| REQUEST |
Output the full listing below exactly as it reads, and skip anything that is a picture.

| DATA SECTION |

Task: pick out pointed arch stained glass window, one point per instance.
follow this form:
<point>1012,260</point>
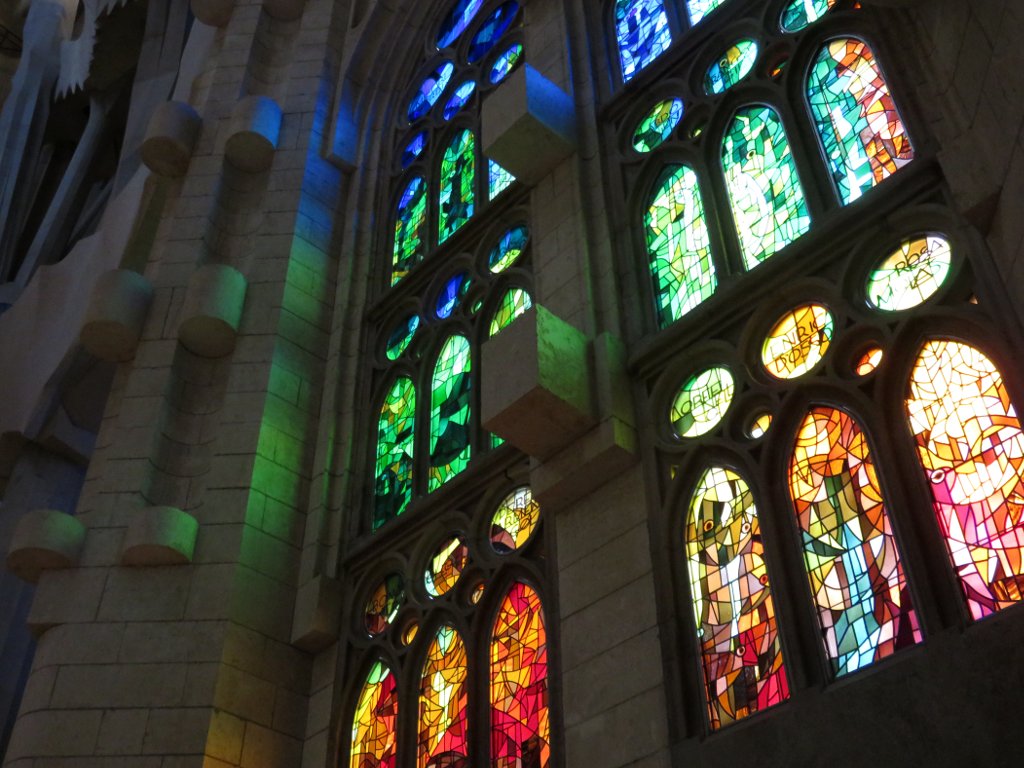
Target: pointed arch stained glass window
<point>679,245</point>
<point>519,725</point>
<point>850,552</point>
<point>393,487</point>
<point>862,134</point>
<point>971,446</point>
<point>642,34</point>
<point>443,695</point>
<point>458,177</point>
<point>450,412</point>
<point>767,200</point>
<point>732,600</point>
<point>375,722</point>
<point>410,228</point>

| TASK RESULT |
Task: pick out pointed arch stained glass window, one point per instance.
follow this form:
<point>1012,260</point>
Target: pointed arch stained glass window
<point>679,245</point>
<point>519,725</point>
<point>850,552</point>
<point>393,487</point>
<point>862,134</point>
<point>971,446</point>
<point>642,34</point>
<point>443,695</point>
<point>458,177</point>
<point>450,412</point>
<point>767,200</point>
<point>732,600</point>
<point>375,722</point>
<point>410,228</point>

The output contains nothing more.